[Available data — start]
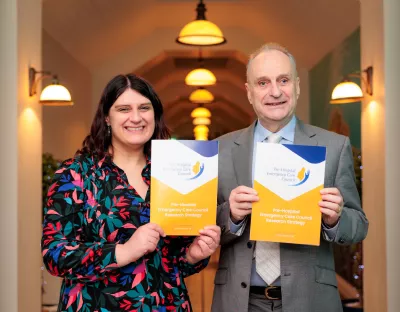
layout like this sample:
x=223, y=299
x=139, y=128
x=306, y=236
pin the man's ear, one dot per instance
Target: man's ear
x=298, y=87
x=248, y=92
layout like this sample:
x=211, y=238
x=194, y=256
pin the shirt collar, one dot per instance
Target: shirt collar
x=287, y=132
[Available data — finish]
**Exercise instructions:** Make an exact copy of every line from the one with "x=139, y=128" to the end of the data, with the first and last of those lines included.

**Written solution:**
x=139, y=128
x=306, y=236
pin the man's ear, one dot per instance
Target: man's ear
x=298, y=87
x=248, y=92
layout like this sample:
x=211, y=238
x=194, y=256
pin the shirt collar, one dot per instance
Target: shirt collar
x=287, y=132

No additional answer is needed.